- DATA SUPPLIED

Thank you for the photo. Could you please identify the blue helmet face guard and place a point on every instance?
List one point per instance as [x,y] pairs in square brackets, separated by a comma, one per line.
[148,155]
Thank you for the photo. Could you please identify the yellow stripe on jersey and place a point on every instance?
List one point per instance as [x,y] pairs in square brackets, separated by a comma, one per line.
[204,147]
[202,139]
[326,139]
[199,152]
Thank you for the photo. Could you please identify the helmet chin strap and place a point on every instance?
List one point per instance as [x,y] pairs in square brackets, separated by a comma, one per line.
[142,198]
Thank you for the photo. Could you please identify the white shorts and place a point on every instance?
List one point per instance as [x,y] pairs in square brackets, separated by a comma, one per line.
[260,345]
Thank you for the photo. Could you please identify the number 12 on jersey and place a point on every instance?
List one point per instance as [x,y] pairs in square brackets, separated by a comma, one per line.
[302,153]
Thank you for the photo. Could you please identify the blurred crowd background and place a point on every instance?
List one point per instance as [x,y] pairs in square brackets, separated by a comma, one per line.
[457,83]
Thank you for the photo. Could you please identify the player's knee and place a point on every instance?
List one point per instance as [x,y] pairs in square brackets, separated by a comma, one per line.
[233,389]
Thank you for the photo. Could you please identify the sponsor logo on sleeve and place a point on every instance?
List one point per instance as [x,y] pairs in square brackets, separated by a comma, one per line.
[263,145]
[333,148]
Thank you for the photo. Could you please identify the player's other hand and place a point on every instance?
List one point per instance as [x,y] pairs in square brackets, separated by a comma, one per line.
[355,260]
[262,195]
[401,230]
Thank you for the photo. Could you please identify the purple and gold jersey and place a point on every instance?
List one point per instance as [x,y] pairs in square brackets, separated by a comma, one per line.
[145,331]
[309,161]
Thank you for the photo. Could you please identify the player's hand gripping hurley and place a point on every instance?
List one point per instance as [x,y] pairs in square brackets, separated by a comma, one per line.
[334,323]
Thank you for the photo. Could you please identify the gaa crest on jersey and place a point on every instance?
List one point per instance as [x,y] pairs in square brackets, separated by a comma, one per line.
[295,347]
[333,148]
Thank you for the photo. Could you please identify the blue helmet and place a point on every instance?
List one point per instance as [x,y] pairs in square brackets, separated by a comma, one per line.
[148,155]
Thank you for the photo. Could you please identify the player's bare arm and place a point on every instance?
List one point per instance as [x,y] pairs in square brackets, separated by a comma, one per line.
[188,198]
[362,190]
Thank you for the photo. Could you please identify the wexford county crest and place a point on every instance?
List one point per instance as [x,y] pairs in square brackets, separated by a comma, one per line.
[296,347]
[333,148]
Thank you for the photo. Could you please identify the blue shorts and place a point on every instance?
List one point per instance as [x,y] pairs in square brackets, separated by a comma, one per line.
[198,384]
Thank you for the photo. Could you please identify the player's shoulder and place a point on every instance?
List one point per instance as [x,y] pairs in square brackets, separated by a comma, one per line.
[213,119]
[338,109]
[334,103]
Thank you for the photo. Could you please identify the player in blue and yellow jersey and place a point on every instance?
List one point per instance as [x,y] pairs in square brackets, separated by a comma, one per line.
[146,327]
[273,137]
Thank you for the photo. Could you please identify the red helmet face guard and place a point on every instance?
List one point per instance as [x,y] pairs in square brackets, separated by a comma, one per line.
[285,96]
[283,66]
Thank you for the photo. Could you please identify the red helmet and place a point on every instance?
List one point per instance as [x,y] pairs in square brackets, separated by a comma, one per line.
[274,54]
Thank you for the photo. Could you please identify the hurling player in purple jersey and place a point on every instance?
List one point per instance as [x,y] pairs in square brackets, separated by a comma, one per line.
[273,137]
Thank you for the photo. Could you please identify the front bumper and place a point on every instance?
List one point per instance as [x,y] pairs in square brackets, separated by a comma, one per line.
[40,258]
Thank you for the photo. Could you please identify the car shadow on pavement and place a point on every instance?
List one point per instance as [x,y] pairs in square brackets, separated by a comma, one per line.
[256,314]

- YOUR ASSIGNMENT
Line by line, repeat the material precisely.

- TASK OUTPUT
Thank you for the photo. Could you please identify the blue helmet face guard and place a point on every instance?
List one point per instance as [x,y] pairs in square brackets, separated by a comma, one per line.
[148,155]
Thank you for the photo. Could you please identify the yellow stripe on jersey and place a point on every instance?
List one point per instance as [x,y] pairs in square brackets, separated by a comma, one per line.
[204,147]
[202,139]
[326,139]
[199,152]
Thank you for the photo. Could you please identify the helmet chin strap and place a point on every instance?
List one point per instance as [x,y] pairs in square brackets, separated by a comma, one per line.
[142,198]
Thank you for the photo. Could you please identify the white shorts and place a point on every instance?
List one point per instance as [x,y] pairs in square brackets, separated by a comma, one per line.
[260,345]
Thank you for the photo. Could you please identify the number 12 on jersey and place a point on every instance?
List one point per instance as [x,y] pairs in square brackets, separated by a comma, one per line.
[302,153]
Thank you for the photo. Could you please identify the blurred crowd background and place a point on every instance?
List one point per instance as [x,y] pairs in square brackets, separated by a comma, one per line.
[457,83]
Thank you for the photo. Could you please identify the player's knee and place a point on every instance?
List one point per instance as [x,y] pairs in square brackets, separated by a comma, one per line.
[233,389]
Thank you for the photo. Could you please identify the sponsor logo on sleeve and place a point on every instance?
List one point per instance as [x,y] pairs in square brackets, separated by a comma, one per line.
[263,145]
[333,148]
Thank you for the photo. Could you please identify the player's other hand and place a point on every instance?
List one point per instance as [x,y] pairs in square brackets, separated by a comma, one per line.
[355,260]
[262,195]
[401,230]
Thank you for the photo. Could you please identify the purple and gold jersey and place a point on every instance?
List one point per instance as [x,y] pairs in square brackets, separated by a comma, one per line.
[145,331]
[309,161]
Thank you for the photo. Could you please identify the player's hand gripping hurley and place a point on every instance?
List one point per instance as [x,y] pairs in square brackets, separated by a comma, one per line.
[334,323]
Thank you for the photo. Could you please identify the gaa crest on jersey and place a point on every instance?
List one point per instance as [x,y] pairs in square brackets, separated by a comma, one per line.
[295,347]
[333,148]
Thank you for the photo. Could you please identify the blue helmet and place a point on every instance?
List one point per instance as [x,y] pairs in square brackets, separated by a comma, one per line.
[148,155]
Thank you for the photo. Could you please identify the player's bare arm and place a point on every instance?
List one point per instance as [x,y] pairs in square brackets, separated by a comma, one per line.
[188,198]
[362,190]
Thank you for the photo. Could you please identify the wexford county crest and place a point on every instance?
List one point per instance as [x,y] pairs in square brackets, separated by a comma, one per line.
[296,347]
[333,148]
Thank you for the photo. Could you please identify the blue shorts and place a point on every instance?
List one point per instance as [x,y] pairs in square brackets, separated by a comma, one per line.
[198,384]
Thank you for the photo. Could you please identify the player's shoulder and place a point on every instance?
List one point per instance as [x,y] pairs in square brackets, separated by a comma, one per line.
[213,119]
[338,109]
[334,103]
Thank you for the photo. Could you please identify the player in blue and yellow jersey and place a point on every instance?
List one point per instance as [x,y] pairs in square brackets, separated by a comma, one per line.
[146,327]
[273,137]
Thank you for the photo. Could you please identify the red helmet face guard and place a point on every instance?
List one point per instance as [x,y] pairs in square brackets, separated by a comma, one per line.
[285,96]
[283,66]
Thank you for the photo. Could you please identify the red helmet and place a point on every instance?
List one point per instance as [x,y] pairs in square brackets, separated by a comma, one per line.
[274,54]
Thank you for the photo. Could you please identify the hurling player in purple jersey and place a point on every instance?
List one point per instance as [x,y] pairs in square brackets, separated by a comma, one per line.
[273,137]
Thank you for the photo. Could you please identify the front bumper and place a point on every instance?
List one point per instance as [x,y] pairs in square brackets, separated by a comma, one per line.
[40,258]
Thank you for the photo. Could you please identify the car shadow on pavement and place a point on every instance?
List one point per instance as [x,y] pairs in square brackets, separated by a comma, one per line.
[256,314]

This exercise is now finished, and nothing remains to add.